Work item
Out of the material that follows, write out exactly the lines from the line with "Target: green shutter" to the line with "Target: window", both ends included, and no others.

Data extracts
------------------------------------
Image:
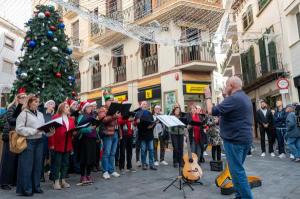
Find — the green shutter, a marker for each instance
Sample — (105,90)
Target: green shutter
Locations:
(273,56)
(263,56)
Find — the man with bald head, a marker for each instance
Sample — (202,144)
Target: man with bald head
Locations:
(236,130)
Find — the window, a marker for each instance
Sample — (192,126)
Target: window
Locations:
(9,42)
(298,22)
(96,72)
(7,67)
(119,64)
(247,18)
(75,33)
(262,4)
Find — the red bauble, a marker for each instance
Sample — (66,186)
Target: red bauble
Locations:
(47,14)
(58,75)
(53,28)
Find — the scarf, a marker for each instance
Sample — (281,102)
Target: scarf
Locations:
(196,129)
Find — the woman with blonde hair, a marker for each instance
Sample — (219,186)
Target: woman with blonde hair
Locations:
(9,161)
(61,144)
(30,160)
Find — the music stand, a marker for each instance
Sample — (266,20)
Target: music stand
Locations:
(172,121)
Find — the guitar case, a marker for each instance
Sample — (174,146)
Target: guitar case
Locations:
(223,181)
(216,166)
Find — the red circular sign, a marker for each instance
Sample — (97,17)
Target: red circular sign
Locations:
------------------------------------
Output
Target: green shutter
Locations:
(273,56)
(263,56)
Find — the man with bald head, a marker for each instance
Sample — (202,144)
Target: man with bald head
Locations:
(236,130)
Find — the window, a marker for each instance
Sample — (192,126)
Target: window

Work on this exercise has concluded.